[A run of records]
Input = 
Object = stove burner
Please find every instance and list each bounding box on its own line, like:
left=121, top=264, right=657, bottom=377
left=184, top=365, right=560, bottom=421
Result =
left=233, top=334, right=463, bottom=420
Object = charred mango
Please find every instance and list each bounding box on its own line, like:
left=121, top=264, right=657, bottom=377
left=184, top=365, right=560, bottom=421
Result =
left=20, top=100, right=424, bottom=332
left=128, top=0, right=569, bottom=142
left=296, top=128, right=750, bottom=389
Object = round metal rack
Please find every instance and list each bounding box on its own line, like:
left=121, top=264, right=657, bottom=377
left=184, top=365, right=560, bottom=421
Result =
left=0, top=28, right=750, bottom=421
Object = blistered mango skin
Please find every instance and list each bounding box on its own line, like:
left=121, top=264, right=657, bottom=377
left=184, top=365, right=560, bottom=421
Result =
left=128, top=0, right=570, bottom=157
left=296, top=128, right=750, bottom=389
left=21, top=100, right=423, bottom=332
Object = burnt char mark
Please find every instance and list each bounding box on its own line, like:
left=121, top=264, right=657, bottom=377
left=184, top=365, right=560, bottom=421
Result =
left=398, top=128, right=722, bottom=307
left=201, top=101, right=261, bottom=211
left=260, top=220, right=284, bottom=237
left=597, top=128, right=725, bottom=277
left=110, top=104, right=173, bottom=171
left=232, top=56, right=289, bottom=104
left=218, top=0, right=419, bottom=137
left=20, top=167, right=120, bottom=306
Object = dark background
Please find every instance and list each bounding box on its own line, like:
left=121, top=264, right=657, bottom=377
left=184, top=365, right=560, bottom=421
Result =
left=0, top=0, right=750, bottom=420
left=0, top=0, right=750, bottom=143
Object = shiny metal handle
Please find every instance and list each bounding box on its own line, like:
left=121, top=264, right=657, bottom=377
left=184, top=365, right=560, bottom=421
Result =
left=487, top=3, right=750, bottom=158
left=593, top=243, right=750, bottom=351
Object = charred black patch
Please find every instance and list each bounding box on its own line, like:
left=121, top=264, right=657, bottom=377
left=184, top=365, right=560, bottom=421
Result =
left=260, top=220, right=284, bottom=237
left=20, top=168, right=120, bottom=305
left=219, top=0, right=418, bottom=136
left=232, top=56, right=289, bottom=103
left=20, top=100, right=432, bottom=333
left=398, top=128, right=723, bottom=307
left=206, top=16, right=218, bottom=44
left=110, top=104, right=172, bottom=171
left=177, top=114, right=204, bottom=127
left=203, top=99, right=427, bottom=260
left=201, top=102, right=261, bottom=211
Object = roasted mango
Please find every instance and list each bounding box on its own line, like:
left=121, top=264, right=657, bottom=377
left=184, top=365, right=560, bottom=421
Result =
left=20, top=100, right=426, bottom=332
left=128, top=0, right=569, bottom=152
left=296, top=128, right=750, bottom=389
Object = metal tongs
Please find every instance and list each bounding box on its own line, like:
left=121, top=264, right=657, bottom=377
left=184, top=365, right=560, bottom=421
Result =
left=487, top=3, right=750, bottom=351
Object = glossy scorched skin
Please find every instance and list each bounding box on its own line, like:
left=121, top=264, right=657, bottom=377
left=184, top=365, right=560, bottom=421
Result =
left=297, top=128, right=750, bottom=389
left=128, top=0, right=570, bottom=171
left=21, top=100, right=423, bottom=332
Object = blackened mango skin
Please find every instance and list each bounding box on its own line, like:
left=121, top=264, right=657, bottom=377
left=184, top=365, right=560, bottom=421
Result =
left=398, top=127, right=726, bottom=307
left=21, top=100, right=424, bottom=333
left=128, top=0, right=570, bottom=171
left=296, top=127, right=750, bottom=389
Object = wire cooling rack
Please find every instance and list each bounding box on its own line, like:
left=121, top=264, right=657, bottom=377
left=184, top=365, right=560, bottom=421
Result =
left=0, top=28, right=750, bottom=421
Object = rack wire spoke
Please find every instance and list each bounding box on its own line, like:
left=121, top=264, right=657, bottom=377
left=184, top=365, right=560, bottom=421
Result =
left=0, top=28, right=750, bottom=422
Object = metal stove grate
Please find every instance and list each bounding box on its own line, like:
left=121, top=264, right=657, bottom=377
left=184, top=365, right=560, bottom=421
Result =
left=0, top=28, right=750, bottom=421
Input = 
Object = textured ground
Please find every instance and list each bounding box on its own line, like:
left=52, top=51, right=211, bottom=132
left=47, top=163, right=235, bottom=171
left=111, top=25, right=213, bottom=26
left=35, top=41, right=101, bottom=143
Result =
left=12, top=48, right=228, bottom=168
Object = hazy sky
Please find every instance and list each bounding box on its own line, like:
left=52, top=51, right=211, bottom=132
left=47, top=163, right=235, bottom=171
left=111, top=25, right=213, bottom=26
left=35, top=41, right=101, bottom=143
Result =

- _TASK BRIEF_
Render every line of the records above as a JSON list of strings, one string per line, omitting any blank lines.

- _COMPLETE ANSWER_
[
  "Input = ",
  "Object = stove burner",
  "Please find every instance and list each bounding box on its own line, like:",
  "left=121, top=264, right=657, bottom=377",
  "left=184, top=365, right=560, bottom=421",
  "Result =",
  "left=233, top=334, right=463, bottom=420",
  "Object = charred mango",
  "Please find every instance and list each bounding box on its own line, like:",
  "left=121, top=264, right=657, bottom=377",
  "left=184, top=365, right=560, bottom=421",
  "Result =",
  "left=20, top=100, right=424, bottom=332",
  "left=128, top=0, right=569, bottom=142",
  "left=296, top=128, right=750, bottom=389",
  "Object = round metal rack",
  "Please find every instance and list each bounding box on its own line, like:",
  "left=121, top=264, right=657, bottom=377",
  "left=184, top=365, right=560, bottom=421",
  "Result =",
  "left=0, top=28, right=750, bottom=421",
  "Object = blistered mango skin",
  "Please find every instance and list each bounding box on its own line, like:",
  "left=121, top=264, right=657, bottom=377",
  "left=184, top=365, right=560, bottom=421",
  "Result =",
  "left=128, top=0, right=570, bottom=157",
  "left=296, top=128, right=750, bottom=389",
  "left=21, top=100, right=423, bottom=332",
  "Object = burnt char mark",
  "Please find every instance and list each bounding box on its own line, like:",
  "left=121, top=264, right=657, bottom=377",
  "left=184, top=365, right=560, bottom=421",
  "Result =",
  "left=398, top=128, right=722, bottom=307",
  "left=201, top=101, right=261, bottom=211",
  "left=260, top=220, right=284, bottom=237",
  "left=597, top=128, right=725, bottom=277",
  "left=110, top=104, right=173, bottom=171",
  "left=232, top=56, right=289, bottom=104",
  "left=218, top=0, right=419, bottom=137",
  "left=20, top=167, right=120, bottom=306",
  "Object = dark background",
  "Please find every instance and list each bounding box on its own line, like:",
  "left=121, top=264, right=657, bottom=377",
  "left=184, top=365, right=560, bottom=421",
  "Result =",
  "left=0, top=0, right=750, bottom=420",
  "left=0, top=0, right=750, bottom=143",
  "Object = shiny metal handle",
  "Please find every instance and list each bounding box on its own line, like:",
  "left=121, top=264, right=657, bottom=377",
  "left=184, top=365, right=560, bottom=421",
  "Result =",
  "left=487, top=3, right=750, bottom=158",
  "left=593, top=243, right=750, bottom=351",
  "Object = charred black patch",
  "Please find every instance and list each bounding box on its own line, like:",
  "left=121, top=264, right=657, bottom=377",
  "left=184, top=365, right=560, bottom=421",
  "Result =",
  "left=260, top=220, right=284, bottom=237",
  "left=20, top=168, right=120, bottom=305",
  "left=219, top=0, right=418, bottom=136",
  "left=232, top=56, right=289, bottom=103",
  "left=20, top=100, right=432, bottom=333",
  "left=398, top=128, right=723, bottom=307",
  "left=206, top=16, right=218, bottom=44",
  "left=110, top=104, right=172, bottom=171",
  "left=177, top=114, right=204, bottom=127",
  "left=203, top=99, right=427, bottom=260",
  "left=201, top=102, right=261, bottom=211",
  "Object = roasted mango",
  "Please find every instance and list each bounding box on its own line, like:",
  "left=121, top=264, right=657, bottom=377",
  "left=184, top=365, right=560, bottom=421",
  "Result =",
  "left=20, top=100, right=426, bottom=332",
  "left=128, top=0, right=569, bottom=152",
  "left=296, top=128, right=750, bottom=389",
  "Object = metal tongs",
  "Please find every instance and list each bounding box on its own line, like:",
  "left=121, top=264, right=657, bottom=377",
  "left=184, top=365, right=560, bottom=421",
  "Result =",
  "left=487, top=3, right=750, bottom=351",
  "Object = glossy scorched skin",
  "Please find every instance and list each bounding box on its own line, like:",
  "left=121, top=264, right=657, bottom=377",
  "left=184, top=365, right=560, bottom=421",
  "Result =",
  "left=297, top=128, right=750, bottom=389",
  "left=128, top=0, right=570, bottom=171",
  "left=21, top=100, right=423, bottom=332",
  "Object = blackened mango skin",
  "Please find every instance and list each bounding box on its own line, like:",
  "left=121, top=264, right=657, bottom=377",
  "left=184, top=365, right=560, bottom=421",
  "Result =",
  "left=398, top=127, right=726, bottom=307",
  "left=21, top=100, right=424, bottom=333",
  "left=128, top=0, right=570, bottom=171",
  "left=296, top=127, right=750, bottom=389",
  "Object = wire cooling rack",
  "Please find every instance and list each bounding box on its own line, like:",
  "left=121, top=264, right=657, bottom=377",
  "left=184, top=365, right=560, bottom=421",
  "Result =",
  "left=0, top=28, right=750, bottom=421",
  "Object = rack wire spoke",
  "Please find every instance and list each bounding box on its own line, like:",
  "left=121, top=264, right=657, bottom=377",
  "left=184, top=365, right=560, bottom=421",
  "Result =",
  "left=0, top=28, right=750, bottom=422",
  "Object = metal stove grate",
  "Please find every instance and list each bounding box on its own line, like:",
  "left=121, top=264, right=657, bottom=377",
  "left=184, top=365, right=560, bottom=421",
  "Result =",
  "left=0, top=28, right=750, bottom=421",
  "Input = ",
  "Object = textured ground",
  "Please find every instance and list each bounding box on its own line, like:",
  "left=52, top=51, right=211, bottom=132",
  "left=47, top=163, right=235, bottom=171",
  "left=111, top=25, right=213, bottom=26",
  "left=35, top=41, right=101, bottom=143",
  "Result =",
  "left=12, top=48, right=228, bottom=168",
  "Object = hazy sky",
  "Please find every instance and list each bounding box on its own line, like:",
  "left=52, top=51, right=211, bottom=132",
  "left=47, top=163, right=235, bottom=171",
  "left=111, top=25, right=213, bottom=26",
  "left=35, top=41, right=101, bottom=143",
  "Result ="
]